From the first line to the last, reproduce the data exactly.

= = = =

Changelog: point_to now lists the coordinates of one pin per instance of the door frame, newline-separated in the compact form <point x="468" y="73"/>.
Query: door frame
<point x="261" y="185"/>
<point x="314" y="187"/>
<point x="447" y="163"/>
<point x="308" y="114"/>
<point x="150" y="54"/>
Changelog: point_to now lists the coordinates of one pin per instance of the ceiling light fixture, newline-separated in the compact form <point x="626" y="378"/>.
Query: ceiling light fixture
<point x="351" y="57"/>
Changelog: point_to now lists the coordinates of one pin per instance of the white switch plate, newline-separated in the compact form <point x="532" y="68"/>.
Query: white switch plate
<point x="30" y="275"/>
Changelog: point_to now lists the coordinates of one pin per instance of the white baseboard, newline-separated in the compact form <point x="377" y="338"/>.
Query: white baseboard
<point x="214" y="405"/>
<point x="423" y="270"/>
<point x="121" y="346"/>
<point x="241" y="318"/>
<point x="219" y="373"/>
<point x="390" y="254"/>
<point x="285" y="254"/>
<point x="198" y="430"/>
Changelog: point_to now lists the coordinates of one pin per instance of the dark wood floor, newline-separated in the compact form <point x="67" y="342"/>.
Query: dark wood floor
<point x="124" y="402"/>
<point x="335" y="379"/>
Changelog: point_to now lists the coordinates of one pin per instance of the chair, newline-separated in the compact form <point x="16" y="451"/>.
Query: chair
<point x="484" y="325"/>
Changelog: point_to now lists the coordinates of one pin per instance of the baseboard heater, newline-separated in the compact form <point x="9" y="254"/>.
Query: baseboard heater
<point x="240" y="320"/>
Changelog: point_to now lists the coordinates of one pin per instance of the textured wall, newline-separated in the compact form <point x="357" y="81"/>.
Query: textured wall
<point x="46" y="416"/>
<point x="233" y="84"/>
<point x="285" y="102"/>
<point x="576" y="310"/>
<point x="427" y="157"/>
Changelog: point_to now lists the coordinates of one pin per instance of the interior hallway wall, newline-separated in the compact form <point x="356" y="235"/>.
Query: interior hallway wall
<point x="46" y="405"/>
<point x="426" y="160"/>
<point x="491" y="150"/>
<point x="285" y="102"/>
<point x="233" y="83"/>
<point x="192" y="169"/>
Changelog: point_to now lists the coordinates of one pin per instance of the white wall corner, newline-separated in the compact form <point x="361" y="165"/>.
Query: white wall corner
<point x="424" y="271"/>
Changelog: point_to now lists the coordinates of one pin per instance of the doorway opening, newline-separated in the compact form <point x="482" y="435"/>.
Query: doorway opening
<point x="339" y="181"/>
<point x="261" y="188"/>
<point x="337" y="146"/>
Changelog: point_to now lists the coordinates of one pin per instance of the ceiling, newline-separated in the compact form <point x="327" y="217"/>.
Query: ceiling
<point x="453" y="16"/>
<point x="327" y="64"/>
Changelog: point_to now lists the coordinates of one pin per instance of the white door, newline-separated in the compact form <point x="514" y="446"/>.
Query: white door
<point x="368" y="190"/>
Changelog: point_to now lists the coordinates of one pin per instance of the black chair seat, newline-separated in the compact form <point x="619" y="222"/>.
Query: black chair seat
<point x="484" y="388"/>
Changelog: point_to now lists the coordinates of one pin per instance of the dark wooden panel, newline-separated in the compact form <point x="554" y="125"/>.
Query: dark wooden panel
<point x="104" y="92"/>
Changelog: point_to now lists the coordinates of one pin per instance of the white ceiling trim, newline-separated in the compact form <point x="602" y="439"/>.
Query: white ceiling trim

= = = =

Written response =
Changelog: point_to now lists the coordinates of one pin per instance of the door frame, newline-separated in the compact form <point x="468" y="73"/>.
Query: door frame
<point x="261" y="185"/>
<point x="314" y="187"/>
<point x="447" y="163"/>
<point x="308" y="114"/>
<point x="150" y="54"/>
Changelog: point_to now lists the coordinates of one pin per instance of the ceiling light fixture, newline-separated in the compact form <point x="626" y="378"/>.
Query: ceiling light fixture
<point x="351" y="57"/>
Changelog: point_to now lists the coordinates of one pin per instance of the white switch plate, newline-separated in the compact form <point x="532" y="68"/>.
Query: white switch plate
<point x="30" y="275"/>
Changelog: point_to now lists the coordinates of one pin per instance of the white baseboard, newline-separated in the compact form <point x="377" y="338"/>.
Query: white baseboard
<point x="214" y="405"/>
<point x="423" y="270"/>
<point x="121" y="346"/>
<point x="241" y="318"/>
<point x="219" y="373"/>
<point x="390" y="254"/>
<point x="285" y="254"/>
<point x="198" y="430"/>
Changelog: point_to now lists the coordinates of one pin per instance of the dark wood floor, newline-separated in the compact form <point x="67" y="342"/>.
Query: dark wood floor
<point x="124" y="402"/>
<point x="335" y="379"/>
Changelog: point_to now lists the coordinates of one pin per instance of the chair, newline-separated in the compact form <point x="16" y="451"/>.
Query: chair
<point x="484" y="325"/>
Changelog: point_to now lists the coordinates of one pin per instance of the baseboard heater, newline-separated in the compact form <point x="9" y="254"/>.
Query: baseboard heater
<point x="240" y="320"/>
Changelog: point_to now lists the coordinates of one pin per instance of the textured wall, newline-separated in the compact form <point x="357" y="81"/>.
Query: textured wall
<point x="46" y="416"/>
<point x="233" y="84"/>
<point x="285" y="102"/>
<point x="576" y="310"/>
<point x="427" y="157"/>
Changelog: point_to now lists the coordinates of one pin per instance of the interior hallway wall, newline-separated in the compact form <point x="356" y="235"/>.
Query: interior hallway wall
<point x="46" y="405"/>
<point x="426" y="160"/>
<point x="491" y="150"/>
<point x="285" y="102"/>
<point x="233" y="83"/>
<point x="192" y="169"/>
Changelog: point_to now lists the coordinates of one pin per instance of the white wall corner, newline-separated in the compact form <point x="361" y="165"/>.
Query: white wall corner
<point x="424" y="271"/>
Changelog: point_to now lists the coordinates of one pin per instance of the doorway opening, newline-separated in the compact form <point x="482" y="435"/>.
Query: doorway opening
<point x="339" y="181"/>
<point x="261" y="188"/>
<point x="337" y="146"/>
Changelog: point_to now lists the coordinates of one pin per instance of the ceiling, newline-separated in the compact form <point x="327" y="217"/>.
Query: ceiling
<point x="453" y="16"/>
<point x="327" y="64"/>
Changelog: point_to now lists the coordinates of one pin per instance of the white door, newline-separated in the compact form <point x="514" y="446"/>.
Query: white door
<point x="368" y="190"/>
Changelog: point_to now lists the coordinates of one pin per instance of the black chair seat, newline-separated in the compact form <point x="619" y="222"/>.
Query: black chair seat
<point x="484" y="388"/>
Changelog: point_to now lists the coordinates of one pin per instance of the dark wooden panel, newline-separated in the compact form <point x="554" y="125"/>.
Query: dark wooden panel
<point x="104" y="92"/>
Changelog: point_to now lists the coordinates of one pin per instance of the white ceiling trim, newline-separated in the compact form <point x="602" y="439"/>.
Query: white ceiling trim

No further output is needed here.